The fossilised remains of two dinosaurs locked in combat have unleashed a fresh drama, suggesting diminutive specimens thought to be teenagers of Tyrannosaurus rex could instead belong to separate, smaller species.
The “duelling dinosaurs” fossil, which reveals a triceratops in battle with a medium-sized tyrannosaur, was unearthed in Montana by commercial fossil hunters in 2006, and dates to shortly before the asteroid strike that ended the reign of the dinosaurs 66m years ago.
However it only became available for scientific research after it was acquired by the North Carolina Museum of Natural Sciences (NCMNS) in recent years.
Now researchers say a detailed analysis of the fighting tyrannosaur reveals it is not simply a juvenile T rex, as many have thought, but an adult of a different species, Nanotyrannus lancensis.
“Our specimen is a fully grown Nanotyrannus weighing only 1,500 pounds after two decades of growth” said Dr Lindsay Zanno, co-author of the study from North Carolina State University and head of Paleontology at NCMNS.
“The anatomy of Nanotyrannus, from its higher tooth count, enlarged hands, shorter tail, unique pattern of cranial nerves and sinuses and smaller adult body size, is incompatible with the hypothesis that this skeleton is a teenage T rex.”
The name Nanotyrannus lancensis was previously given to a small skull that was reported in the Hell Creek Formation of Montana in 1946. However experts later argued that specimen, known as the “Cleveland skull”, was actually a juvenile T rex.
Now the study by Zanno and colleagues, published in the journal Nature, reveals Nanotyrannus lancensis was indeed a species in its own right that lived at the same time and inhabited the same ecosystems as T rex.

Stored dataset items
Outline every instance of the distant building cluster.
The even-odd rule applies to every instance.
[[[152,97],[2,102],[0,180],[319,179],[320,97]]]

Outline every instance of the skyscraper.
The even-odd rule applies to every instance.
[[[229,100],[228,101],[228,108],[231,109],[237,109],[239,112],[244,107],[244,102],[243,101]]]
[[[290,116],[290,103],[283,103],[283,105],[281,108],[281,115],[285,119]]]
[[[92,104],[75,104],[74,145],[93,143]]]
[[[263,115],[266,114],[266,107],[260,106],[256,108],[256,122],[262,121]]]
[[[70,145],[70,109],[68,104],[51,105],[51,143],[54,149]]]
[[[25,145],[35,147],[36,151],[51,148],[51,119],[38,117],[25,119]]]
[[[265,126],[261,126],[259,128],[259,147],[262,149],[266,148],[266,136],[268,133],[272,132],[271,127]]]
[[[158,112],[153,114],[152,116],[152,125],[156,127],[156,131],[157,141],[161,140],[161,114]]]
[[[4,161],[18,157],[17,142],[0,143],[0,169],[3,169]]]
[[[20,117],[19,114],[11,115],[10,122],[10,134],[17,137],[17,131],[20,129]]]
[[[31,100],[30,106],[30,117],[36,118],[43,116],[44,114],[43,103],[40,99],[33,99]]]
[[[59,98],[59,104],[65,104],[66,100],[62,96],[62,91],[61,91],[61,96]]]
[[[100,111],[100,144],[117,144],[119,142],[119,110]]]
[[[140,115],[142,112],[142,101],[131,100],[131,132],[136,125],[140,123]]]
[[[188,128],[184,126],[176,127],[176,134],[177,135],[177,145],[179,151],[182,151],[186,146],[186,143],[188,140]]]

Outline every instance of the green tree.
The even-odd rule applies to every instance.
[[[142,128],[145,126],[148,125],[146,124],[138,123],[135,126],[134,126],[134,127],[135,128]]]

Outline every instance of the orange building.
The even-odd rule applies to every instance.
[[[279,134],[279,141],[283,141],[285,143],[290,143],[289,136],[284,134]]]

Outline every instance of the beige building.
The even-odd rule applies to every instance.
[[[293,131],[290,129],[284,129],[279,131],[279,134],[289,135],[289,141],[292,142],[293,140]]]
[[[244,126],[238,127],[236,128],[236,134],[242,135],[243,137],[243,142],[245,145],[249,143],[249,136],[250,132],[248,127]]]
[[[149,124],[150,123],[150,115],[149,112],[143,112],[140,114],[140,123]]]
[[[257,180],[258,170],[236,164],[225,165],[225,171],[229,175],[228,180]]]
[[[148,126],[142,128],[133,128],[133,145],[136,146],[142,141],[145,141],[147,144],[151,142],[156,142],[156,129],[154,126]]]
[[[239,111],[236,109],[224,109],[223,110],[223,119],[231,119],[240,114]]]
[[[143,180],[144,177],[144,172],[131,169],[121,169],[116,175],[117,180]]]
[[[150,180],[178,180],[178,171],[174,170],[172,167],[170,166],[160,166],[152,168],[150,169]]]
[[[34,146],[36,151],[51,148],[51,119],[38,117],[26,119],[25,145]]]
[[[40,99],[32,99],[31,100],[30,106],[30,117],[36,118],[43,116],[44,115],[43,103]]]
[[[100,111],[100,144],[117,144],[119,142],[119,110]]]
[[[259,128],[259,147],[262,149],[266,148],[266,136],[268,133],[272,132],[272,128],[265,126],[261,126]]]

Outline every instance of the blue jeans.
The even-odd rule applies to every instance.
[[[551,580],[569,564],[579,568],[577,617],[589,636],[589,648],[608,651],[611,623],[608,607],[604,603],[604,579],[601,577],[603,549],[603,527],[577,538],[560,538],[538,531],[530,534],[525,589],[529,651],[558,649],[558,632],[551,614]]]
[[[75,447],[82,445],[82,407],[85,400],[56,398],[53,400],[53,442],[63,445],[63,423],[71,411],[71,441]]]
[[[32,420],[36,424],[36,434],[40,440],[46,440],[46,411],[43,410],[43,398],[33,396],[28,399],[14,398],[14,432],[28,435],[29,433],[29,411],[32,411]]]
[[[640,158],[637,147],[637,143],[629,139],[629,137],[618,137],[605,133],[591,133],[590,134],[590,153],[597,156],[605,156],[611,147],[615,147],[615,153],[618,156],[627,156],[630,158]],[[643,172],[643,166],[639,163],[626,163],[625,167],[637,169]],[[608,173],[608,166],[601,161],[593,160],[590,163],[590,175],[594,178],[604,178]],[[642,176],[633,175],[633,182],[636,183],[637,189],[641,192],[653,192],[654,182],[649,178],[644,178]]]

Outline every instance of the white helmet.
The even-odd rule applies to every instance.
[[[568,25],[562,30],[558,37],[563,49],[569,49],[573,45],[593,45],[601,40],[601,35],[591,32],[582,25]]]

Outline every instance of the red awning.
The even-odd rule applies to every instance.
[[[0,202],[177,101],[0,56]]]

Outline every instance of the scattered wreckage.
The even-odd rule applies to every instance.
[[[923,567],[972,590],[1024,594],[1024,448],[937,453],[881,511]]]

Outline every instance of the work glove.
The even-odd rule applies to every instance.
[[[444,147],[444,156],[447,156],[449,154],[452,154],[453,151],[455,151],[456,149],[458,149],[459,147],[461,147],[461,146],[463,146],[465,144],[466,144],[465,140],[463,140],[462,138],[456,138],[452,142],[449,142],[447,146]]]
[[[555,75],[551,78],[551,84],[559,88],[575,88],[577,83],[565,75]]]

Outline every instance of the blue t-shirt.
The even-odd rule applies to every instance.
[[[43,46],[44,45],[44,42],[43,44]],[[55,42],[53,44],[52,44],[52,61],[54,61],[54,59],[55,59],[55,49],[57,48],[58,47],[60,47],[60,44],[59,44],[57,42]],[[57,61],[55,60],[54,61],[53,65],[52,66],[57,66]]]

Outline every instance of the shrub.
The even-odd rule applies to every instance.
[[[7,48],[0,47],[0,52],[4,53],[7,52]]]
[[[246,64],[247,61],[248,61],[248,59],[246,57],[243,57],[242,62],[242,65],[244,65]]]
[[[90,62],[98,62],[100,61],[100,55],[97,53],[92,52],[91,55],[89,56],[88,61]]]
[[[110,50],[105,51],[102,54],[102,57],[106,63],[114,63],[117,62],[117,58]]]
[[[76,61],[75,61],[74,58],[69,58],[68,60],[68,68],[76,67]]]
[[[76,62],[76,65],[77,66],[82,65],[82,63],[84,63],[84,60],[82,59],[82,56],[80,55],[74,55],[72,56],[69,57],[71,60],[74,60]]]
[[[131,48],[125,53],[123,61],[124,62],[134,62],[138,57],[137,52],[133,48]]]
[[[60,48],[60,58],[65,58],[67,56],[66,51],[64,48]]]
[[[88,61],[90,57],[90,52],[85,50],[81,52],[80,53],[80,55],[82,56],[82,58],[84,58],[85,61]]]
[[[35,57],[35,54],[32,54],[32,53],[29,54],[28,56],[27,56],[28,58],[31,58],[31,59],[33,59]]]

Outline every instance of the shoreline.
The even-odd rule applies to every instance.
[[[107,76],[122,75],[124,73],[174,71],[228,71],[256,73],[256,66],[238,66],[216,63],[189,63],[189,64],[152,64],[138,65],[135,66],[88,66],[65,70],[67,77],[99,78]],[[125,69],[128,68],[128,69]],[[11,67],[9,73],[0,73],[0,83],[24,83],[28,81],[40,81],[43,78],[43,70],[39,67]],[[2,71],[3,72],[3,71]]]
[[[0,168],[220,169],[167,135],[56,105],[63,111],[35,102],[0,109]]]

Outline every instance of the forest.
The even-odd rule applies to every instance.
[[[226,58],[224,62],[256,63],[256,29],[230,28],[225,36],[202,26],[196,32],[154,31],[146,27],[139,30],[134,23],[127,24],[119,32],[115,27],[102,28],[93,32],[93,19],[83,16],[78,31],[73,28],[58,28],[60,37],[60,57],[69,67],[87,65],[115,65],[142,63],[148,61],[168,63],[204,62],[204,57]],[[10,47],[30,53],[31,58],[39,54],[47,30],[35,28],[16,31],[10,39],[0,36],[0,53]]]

### Assignment
Render this sentence from the article on the dinosaur fossil into Spanish: "However it only became available for scientific research after it was acquired by the North Carolina Museum of Natural Sciences (NCMNS) in recent years."

### Result for this task
Sin embargo, solo quedó disponible para la investigación científica después de ser adquirido por el Museo de Ciencias Naturales de Carolina del Norte (NCMNS) en los últimos años.